GOAL OF THE EXERCISE → Repeat verbatim, and only, the lines of the data below, beginning at the line that contains "form [642, 187]." and stopping after the line that contains "form [599, 479].".

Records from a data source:

<<<<

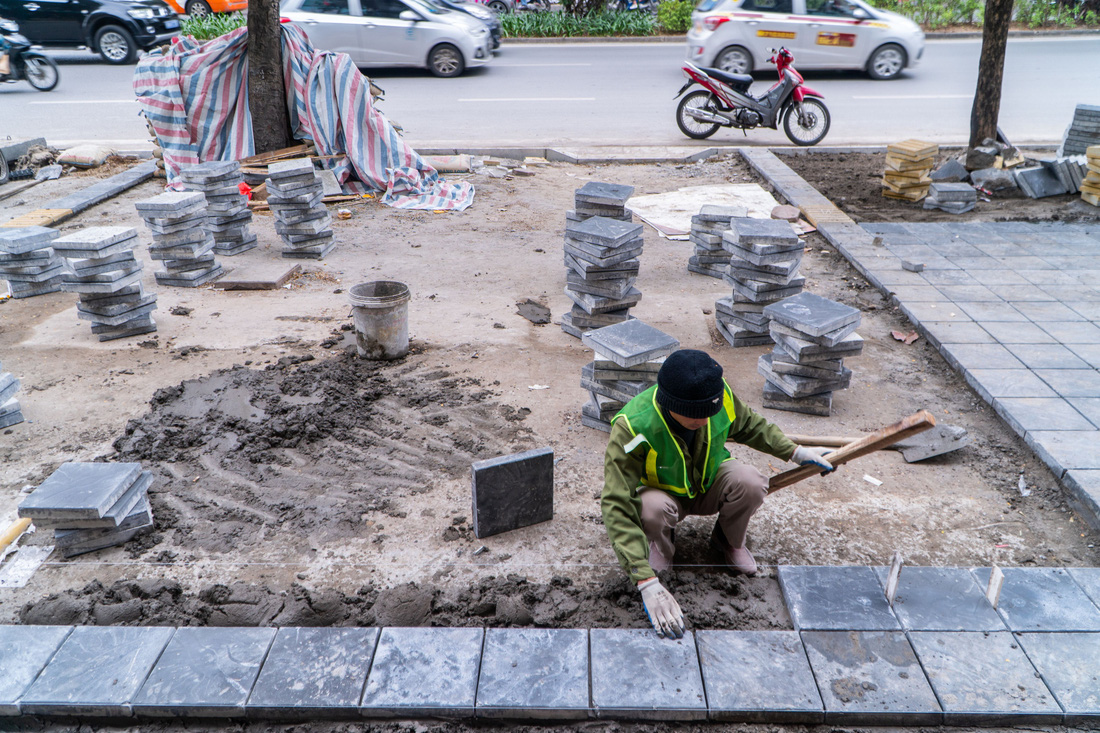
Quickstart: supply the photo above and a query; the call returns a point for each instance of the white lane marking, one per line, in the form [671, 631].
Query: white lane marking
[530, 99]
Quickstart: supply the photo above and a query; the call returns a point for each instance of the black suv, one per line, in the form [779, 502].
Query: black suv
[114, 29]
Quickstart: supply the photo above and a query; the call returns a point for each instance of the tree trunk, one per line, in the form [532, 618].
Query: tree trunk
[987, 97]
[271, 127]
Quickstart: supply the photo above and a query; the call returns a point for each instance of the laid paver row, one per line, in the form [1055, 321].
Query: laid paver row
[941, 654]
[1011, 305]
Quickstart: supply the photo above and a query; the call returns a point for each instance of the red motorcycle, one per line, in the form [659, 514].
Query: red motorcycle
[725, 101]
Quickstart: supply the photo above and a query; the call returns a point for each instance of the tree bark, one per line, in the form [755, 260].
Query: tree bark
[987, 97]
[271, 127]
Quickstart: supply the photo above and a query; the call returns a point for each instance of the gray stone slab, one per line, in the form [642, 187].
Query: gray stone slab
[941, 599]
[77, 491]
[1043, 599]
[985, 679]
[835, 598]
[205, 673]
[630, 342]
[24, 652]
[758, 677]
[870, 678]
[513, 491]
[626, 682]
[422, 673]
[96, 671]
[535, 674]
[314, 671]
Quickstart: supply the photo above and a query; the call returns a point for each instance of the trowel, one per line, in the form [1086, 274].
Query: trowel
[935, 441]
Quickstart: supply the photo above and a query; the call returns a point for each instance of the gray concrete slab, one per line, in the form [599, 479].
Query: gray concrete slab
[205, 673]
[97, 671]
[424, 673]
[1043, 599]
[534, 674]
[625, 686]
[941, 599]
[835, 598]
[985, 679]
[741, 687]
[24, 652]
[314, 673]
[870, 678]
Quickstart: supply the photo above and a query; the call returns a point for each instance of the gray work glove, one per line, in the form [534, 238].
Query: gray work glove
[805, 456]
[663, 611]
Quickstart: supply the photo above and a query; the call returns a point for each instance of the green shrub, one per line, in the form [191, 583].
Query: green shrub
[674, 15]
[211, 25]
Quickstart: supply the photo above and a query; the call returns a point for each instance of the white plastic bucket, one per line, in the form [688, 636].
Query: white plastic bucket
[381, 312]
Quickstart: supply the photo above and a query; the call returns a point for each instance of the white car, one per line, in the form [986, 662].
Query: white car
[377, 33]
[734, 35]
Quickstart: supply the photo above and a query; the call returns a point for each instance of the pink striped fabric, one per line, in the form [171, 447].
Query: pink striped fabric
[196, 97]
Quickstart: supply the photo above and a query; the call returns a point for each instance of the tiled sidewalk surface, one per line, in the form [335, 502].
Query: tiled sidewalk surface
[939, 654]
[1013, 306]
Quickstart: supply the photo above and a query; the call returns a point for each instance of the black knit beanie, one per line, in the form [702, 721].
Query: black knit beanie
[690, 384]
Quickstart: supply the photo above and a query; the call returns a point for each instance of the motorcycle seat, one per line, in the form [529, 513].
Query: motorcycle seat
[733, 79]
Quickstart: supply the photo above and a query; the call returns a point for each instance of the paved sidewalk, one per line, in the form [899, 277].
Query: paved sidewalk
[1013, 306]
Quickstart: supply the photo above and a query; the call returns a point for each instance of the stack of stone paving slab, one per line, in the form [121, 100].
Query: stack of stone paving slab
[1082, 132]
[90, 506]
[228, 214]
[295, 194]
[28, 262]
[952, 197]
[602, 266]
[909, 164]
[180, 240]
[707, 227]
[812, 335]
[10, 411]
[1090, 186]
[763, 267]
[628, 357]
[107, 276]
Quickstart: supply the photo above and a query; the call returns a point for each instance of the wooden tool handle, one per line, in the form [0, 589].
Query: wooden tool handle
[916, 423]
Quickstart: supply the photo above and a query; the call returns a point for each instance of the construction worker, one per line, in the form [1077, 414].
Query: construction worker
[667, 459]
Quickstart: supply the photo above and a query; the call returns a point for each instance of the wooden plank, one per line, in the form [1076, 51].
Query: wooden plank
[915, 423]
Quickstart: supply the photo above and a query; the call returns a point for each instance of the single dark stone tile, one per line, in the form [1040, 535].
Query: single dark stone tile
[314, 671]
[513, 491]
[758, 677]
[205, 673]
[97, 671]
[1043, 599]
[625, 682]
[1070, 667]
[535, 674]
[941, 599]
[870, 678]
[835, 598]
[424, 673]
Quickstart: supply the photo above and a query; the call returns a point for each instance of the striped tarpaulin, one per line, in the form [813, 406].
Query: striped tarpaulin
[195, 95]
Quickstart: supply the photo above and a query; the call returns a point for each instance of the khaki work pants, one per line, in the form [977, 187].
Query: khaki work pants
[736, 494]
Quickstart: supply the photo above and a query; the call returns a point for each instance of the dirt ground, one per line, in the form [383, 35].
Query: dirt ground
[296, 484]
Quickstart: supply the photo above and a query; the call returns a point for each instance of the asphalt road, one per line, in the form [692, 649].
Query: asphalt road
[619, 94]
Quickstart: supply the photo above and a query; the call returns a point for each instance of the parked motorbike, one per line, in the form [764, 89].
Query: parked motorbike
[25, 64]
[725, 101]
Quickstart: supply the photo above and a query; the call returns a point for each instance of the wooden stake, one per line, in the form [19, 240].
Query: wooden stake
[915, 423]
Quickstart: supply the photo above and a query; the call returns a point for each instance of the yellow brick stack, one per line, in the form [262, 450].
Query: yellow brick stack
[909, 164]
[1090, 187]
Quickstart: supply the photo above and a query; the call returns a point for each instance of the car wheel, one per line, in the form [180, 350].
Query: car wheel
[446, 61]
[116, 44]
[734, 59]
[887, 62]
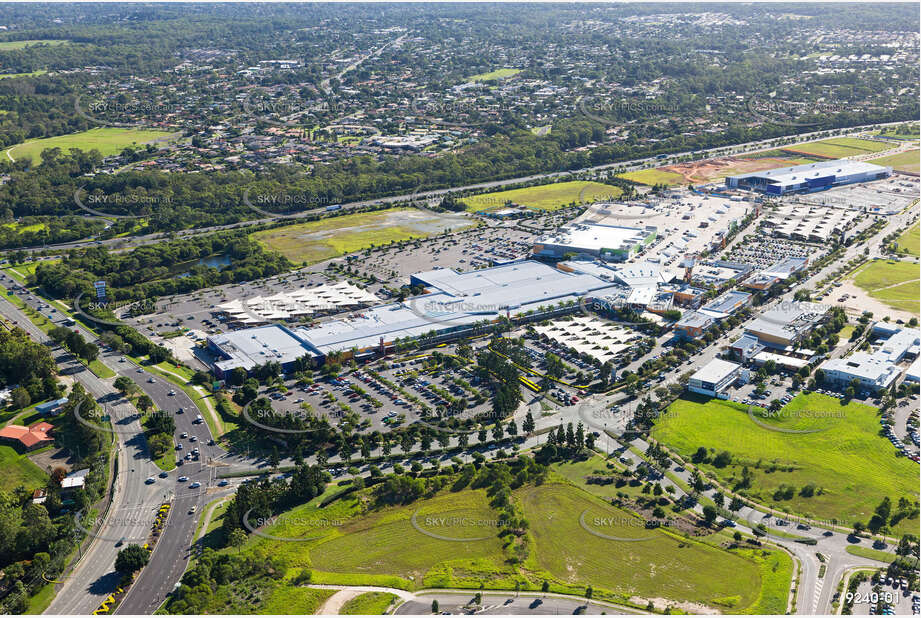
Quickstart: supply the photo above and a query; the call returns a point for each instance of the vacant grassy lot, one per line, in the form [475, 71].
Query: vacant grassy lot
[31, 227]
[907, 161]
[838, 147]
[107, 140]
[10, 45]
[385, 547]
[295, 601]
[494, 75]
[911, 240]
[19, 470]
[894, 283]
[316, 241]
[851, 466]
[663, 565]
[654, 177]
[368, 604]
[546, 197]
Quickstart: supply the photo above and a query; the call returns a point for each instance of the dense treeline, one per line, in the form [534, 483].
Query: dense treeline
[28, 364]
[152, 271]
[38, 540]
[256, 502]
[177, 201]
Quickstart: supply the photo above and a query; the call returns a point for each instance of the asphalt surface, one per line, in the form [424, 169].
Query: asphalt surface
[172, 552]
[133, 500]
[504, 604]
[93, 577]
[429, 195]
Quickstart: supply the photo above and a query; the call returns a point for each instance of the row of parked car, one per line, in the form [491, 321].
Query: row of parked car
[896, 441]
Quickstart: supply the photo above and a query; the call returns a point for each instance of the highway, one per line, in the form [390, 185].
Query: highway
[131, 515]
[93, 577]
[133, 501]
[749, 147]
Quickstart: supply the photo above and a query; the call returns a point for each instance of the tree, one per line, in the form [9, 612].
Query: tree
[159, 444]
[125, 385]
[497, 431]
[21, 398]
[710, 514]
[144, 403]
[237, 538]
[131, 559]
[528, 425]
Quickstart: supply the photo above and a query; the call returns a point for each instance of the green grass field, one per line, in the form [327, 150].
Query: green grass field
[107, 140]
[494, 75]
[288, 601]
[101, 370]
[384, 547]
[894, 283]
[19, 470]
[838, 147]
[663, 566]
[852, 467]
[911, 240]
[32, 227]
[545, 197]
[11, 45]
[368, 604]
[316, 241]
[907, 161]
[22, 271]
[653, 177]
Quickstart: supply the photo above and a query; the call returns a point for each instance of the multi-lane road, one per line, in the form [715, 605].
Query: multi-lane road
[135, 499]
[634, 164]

>>>>
<<<<

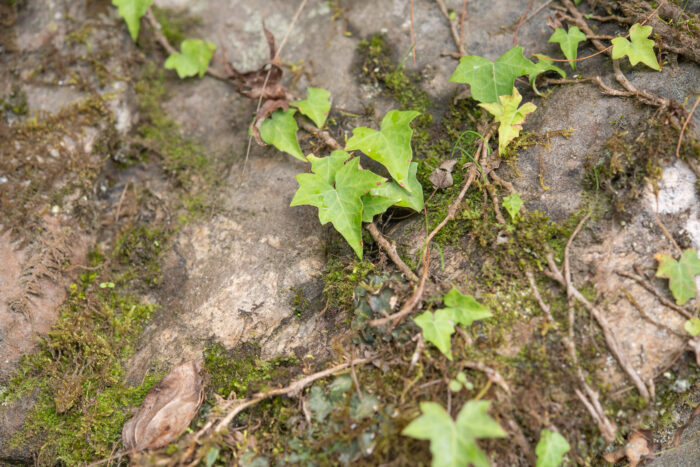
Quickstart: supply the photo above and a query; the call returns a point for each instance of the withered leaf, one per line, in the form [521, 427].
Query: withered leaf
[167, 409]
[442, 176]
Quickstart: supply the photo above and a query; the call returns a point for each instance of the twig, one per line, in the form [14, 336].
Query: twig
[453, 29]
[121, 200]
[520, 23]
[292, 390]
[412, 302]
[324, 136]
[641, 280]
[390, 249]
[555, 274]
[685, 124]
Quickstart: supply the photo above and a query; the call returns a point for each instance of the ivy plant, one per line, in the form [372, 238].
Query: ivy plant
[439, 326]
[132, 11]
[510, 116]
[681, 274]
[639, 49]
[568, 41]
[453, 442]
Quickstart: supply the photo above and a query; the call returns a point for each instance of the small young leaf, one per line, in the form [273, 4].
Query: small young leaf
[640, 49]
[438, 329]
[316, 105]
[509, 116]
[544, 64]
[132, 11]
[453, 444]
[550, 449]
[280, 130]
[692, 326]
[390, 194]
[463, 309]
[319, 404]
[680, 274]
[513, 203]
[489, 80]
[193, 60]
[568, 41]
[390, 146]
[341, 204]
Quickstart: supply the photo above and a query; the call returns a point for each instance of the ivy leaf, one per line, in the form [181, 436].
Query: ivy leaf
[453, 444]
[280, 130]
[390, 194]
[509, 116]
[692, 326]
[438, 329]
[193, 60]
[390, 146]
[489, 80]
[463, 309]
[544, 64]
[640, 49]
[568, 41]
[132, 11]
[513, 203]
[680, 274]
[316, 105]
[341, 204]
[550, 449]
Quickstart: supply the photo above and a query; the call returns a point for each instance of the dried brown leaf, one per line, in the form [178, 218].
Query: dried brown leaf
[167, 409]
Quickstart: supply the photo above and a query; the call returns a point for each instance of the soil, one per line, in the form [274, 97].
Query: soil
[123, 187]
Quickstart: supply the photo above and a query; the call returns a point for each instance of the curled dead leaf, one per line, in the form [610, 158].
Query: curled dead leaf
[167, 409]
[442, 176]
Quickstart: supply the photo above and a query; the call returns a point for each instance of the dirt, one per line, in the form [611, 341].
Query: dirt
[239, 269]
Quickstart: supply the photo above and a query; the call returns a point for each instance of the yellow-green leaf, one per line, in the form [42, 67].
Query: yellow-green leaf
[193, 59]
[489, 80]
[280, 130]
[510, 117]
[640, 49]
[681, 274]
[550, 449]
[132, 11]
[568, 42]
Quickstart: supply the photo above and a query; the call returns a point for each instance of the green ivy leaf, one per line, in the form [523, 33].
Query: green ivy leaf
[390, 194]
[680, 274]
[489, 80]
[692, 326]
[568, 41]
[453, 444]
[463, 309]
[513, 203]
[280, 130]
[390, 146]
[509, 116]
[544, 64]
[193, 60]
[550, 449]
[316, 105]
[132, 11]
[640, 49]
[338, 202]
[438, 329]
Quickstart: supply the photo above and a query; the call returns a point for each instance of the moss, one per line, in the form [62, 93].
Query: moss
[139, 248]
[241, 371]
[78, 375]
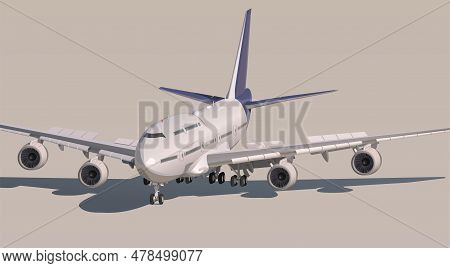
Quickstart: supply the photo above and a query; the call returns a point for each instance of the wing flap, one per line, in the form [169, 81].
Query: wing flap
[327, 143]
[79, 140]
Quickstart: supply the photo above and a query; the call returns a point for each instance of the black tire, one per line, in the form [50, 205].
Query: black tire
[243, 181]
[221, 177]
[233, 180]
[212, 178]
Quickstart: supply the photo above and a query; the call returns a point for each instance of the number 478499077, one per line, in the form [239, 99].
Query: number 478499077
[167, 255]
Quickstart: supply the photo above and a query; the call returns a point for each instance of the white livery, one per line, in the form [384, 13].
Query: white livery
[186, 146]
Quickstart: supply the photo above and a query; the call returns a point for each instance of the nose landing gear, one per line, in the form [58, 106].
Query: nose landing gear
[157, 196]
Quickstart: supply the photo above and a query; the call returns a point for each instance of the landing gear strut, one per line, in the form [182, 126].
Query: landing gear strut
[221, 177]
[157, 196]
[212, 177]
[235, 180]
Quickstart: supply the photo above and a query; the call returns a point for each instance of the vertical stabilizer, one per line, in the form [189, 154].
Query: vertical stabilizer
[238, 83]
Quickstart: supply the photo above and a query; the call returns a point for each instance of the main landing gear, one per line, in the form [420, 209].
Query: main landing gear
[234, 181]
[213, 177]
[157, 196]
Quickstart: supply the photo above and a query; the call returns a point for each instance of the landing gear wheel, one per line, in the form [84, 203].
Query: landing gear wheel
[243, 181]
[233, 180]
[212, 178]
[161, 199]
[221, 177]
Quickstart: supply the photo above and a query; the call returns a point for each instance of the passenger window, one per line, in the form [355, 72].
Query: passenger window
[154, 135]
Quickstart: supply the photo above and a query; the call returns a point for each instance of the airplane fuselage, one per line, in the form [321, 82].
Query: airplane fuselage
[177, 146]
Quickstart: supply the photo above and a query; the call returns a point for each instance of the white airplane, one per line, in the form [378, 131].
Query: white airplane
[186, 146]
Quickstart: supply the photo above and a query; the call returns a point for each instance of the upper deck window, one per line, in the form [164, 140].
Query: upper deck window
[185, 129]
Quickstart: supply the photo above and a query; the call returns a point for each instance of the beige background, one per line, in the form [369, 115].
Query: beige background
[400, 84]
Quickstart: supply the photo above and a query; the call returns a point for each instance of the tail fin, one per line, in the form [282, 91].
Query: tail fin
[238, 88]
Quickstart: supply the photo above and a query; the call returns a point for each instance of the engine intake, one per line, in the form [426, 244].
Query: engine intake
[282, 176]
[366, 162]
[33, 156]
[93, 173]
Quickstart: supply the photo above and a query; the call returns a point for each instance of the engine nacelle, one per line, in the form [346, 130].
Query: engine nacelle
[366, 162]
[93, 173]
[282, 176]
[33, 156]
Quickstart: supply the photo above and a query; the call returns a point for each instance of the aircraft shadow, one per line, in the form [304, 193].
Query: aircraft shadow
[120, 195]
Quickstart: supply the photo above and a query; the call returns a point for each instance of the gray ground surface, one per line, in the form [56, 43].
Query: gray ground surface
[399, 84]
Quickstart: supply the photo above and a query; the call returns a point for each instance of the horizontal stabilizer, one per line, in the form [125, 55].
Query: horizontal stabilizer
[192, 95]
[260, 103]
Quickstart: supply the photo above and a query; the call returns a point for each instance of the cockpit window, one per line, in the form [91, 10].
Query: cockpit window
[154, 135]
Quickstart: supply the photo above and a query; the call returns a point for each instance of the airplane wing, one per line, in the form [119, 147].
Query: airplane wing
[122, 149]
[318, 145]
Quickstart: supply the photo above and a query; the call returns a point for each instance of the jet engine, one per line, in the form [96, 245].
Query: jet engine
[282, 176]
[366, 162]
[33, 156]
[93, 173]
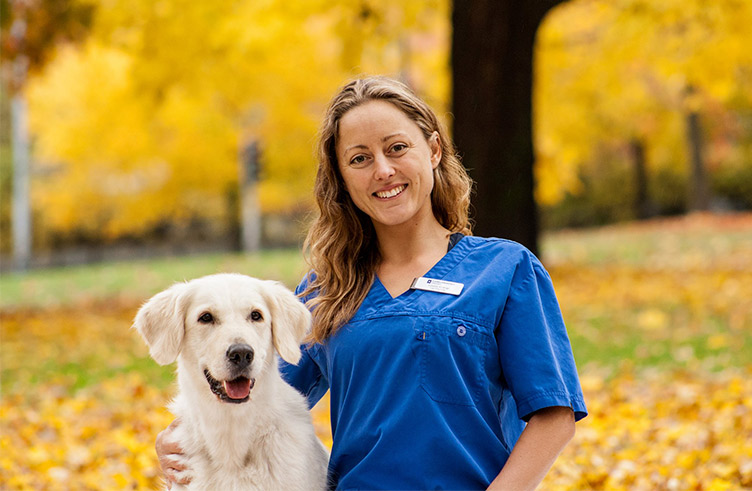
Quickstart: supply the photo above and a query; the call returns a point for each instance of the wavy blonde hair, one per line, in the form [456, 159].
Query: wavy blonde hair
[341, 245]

>>>>
<<<<

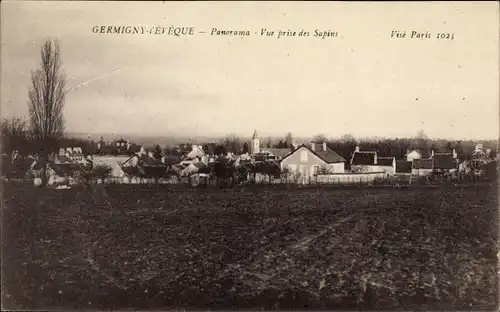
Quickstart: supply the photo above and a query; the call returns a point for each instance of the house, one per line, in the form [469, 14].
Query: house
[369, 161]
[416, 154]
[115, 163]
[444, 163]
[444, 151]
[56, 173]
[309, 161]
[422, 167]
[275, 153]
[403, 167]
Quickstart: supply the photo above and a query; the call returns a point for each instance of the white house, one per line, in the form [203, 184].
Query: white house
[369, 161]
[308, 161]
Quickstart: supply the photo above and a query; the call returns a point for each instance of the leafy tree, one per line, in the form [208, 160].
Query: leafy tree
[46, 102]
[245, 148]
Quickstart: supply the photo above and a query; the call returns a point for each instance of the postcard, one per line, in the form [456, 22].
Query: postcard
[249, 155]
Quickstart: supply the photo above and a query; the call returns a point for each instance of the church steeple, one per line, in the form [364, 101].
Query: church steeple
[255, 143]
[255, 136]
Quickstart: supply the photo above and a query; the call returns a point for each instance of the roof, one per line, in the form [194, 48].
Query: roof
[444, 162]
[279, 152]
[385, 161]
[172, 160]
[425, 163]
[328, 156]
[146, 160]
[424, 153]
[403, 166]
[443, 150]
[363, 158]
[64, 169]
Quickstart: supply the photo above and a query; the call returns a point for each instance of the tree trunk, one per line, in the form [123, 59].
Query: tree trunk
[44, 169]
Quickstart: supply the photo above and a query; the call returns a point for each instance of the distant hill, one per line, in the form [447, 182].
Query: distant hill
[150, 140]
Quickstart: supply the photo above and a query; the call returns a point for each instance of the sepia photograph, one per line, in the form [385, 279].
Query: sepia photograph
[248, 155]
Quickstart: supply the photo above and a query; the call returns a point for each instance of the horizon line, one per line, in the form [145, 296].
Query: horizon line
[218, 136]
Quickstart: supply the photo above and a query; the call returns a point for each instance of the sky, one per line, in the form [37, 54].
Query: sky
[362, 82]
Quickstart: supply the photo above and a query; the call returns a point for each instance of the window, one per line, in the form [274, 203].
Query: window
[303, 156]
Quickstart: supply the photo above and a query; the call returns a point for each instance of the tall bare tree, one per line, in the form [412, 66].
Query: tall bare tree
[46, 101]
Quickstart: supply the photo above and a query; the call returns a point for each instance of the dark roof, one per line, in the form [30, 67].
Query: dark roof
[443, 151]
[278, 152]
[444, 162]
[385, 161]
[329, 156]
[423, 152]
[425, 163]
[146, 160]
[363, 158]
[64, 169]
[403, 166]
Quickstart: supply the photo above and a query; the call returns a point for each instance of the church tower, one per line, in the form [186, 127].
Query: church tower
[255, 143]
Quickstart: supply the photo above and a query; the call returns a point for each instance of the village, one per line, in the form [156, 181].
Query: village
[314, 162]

>>>>

RESULT →
Quickstart: supply the photo above and a query; the call returns a point for each instance of the gray stone slab, one per line, in the form [642, 187].
Query: gray stone slab
[941, 599]
[77, 491]
[1043, 599]
[985, 679]
[835, 598]
[205, 673]
[630, 342]
[24, 652]
[758, 677]
[870, 678]
[513, 491]
[626, 682]
[422, 673]
[96, 671]
[535, 674]
[314, 671]
Quickstart: supply the photo above and a query; the call returns a point for each instance of the trowel, one per line, in the form [1086, 274].
Query: trowel
[935, 441]
Quickstart: supply the photo above and a query; the call returns a point for each instance of the gray concrete slab, one per line, in the form [599, 479].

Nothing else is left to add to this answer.